--- What is expected ---
Please reproduce the entries below word for word, keeping every line in its original order.

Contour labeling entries

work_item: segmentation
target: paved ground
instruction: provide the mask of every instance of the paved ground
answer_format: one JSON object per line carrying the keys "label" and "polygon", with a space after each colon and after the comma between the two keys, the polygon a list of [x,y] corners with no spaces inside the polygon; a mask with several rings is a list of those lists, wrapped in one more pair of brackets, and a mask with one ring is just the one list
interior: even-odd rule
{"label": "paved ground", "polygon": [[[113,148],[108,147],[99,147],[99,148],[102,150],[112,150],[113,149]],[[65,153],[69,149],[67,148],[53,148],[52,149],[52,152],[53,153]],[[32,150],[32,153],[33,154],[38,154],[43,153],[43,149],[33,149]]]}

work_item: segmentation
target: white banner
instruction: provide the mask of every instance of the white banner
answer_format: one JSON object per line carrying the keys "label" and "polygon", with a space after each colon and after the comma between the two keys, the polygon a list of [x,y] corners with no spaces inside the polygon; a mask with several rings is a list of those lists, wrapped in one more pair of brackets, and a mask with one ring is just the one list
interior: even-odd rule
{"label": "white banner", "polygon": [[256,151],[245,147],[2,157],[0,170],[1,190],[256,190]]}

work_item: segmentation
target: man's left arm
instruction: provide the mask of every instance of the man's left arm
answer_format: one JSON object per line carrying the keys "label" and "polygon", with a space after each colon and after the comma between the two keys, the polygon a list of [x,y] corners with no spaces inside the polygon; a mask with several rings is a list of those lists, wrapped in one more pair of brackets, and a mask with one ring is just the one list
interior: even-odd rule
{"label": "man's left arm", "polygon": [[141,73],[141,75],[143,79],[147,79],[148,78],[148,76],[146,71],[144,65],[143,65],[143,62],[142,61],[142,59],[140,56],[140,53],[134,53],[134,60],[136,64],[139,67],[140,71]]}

--- Task solution ---
work_item: segmentation
target: paved ground
instruction: provide the mask of every instance of the paved ground
answer_format: one JSON object per line carrying the keys "label" and "polygon", with a space after each colon and after the comma between the two keys, the polygon a list of [x,y] corners with no spaces inside the polygon; a mask with several rings is a list of those lists, wrapped in one more pair of brackets, and a mask with one ring is just the one list
interior: even-odd rule
{"label": "paved ground", "polygon": [[[113,148],[108,147],[99,147],[99,148],[102,150],[112,150],[113,149]],[[65,153],[69,149],[67,148],[53,148],[52,149],[52,152],[53,153]],[[32,150],[32,153],[33,154],[38,154],[43,153],[43,149],[33,149]]]}

work_item: segmentation
target: white banner
instruction: provide the mask of every instance of the white banner
answer_format: one JSON object per line carrying the keys "label" and "polygon", with a space after each colon and after the comma between the two keys, the polygon a list of [x,y] corners with no spaces inside the polygon; a mask with several rings is a list of those lists, wrapped in one more pair of brackets, and a mask with one ring is just the one list
interior: even-odd rule
{"label": "white banner", "polygon": [[256,151],[245,147],[2,157],[0,170],[1,190],[256,190]]}

work_item: segmentation
target: man's left arm
instruction: provide the mask of every instance of the man's left arm
answer_format: one JSON object per line carrying the keys "label" and "polygon", with a space after each colon and after the comma between the two keys, the polygon a list of [x,y] corners with no spaces inside the polygon; a mask with several rings is a list of those lists, wrapped in one more pair of brackets, and a mask with one ring is just the one list
interior: even-odd rule
{"label": "man's left arm", "polygon": [[141,73],[141,75],[143,79],[147,79],[148,78],[148,76],[146,71],[144,65],[143,65],[143,62],[142,61],[142,59],[140,56],[140,53],[134,53],[134,60],[136,64],[139,67],[140,71]]}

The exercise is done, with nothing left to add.